====== ИСХОДНЫЙ ТЕКСТ
Дом невидимой Души – храм – становится средоточием почти всех видов искусства и многих жанров словесного творчества. Именно вокруг церкви и церковной службы накапливаются и обретают форму такие новые для Руси явления, как церковная архитектура, живопись (фрески, иконопись), декоративно-прикладное искусство (церковные облачения, покрова, воздухи и пр., посуда и утварь), богослужебные книги, украшенные миниатюрами, инициалами, заставками и концовками, церковные песнопения и многое другое.

Среди первых фресковых росписей Древней Руси, конечно же, выделяются росписи Софии Киевской, а среди сцен новозаветной и ветхозаветной истории – групповой портрет семьи ктитора – Ярослава Мудрого. Он был написан на трех стенах западной части центрального нефа и включал Христа Пантократора на троне в центре композиции и фигуры всех членов семьи великого князя в полный рост в молельных позах. Ярослав Мудрый держал в руках модель Софийского собора; княгиня, пять сыновей и пять дочерей были показаны в богатых одеждах из дорогих византийских тканей. К сожалению, из этой композиции сохранилось лишь изображение четырех дочерей и двух младших сыновей князя.
============
====== ВЫБОРКА ИЗ ДАННЫХ
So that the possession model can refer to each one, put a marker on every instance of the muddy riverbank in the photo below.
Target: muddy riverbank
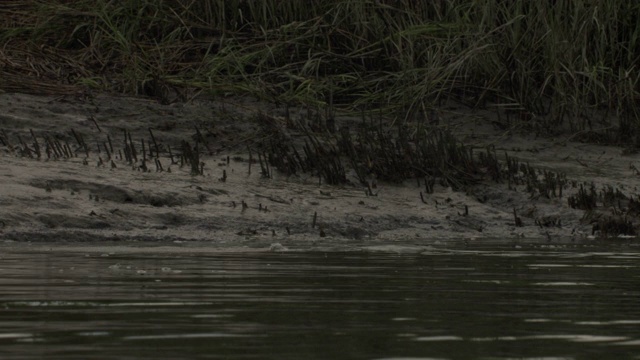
(98, 193)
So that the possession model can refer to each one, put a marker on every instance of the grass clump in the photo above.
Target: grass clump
(565, 63)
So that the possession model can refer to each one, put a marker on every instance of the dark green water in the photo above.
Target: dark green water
(490, 303)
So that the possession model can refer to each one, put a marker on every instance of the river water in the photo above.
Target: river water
(462, 302)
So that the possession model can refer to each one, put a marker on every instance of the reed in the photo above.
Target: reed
(549, 65)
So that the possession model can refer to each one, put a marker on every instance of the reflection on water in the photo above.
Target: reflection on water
(438, 304)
============
• УСЛОВИЕ ЗАДАЧИ:
Ответьте на вопросы по тексту о древнерусском церковном искусстве:
1. Что становится средоточием почти всех видов искусства и многих жанров словесного творчества?
2. На скольких стенах был написан групповой портрет семьи Ярослава Мудрого?
3. Что сохранилось из этой композиции?
Записи никак не связаны с текстом.

• РЕЗУЛЬТАТ:
1. Храм, дом невидимой Души.
2. На трех стенах западной части центрального нефа.
3. Изображение четырех дочерей и двух младших сыновей князя.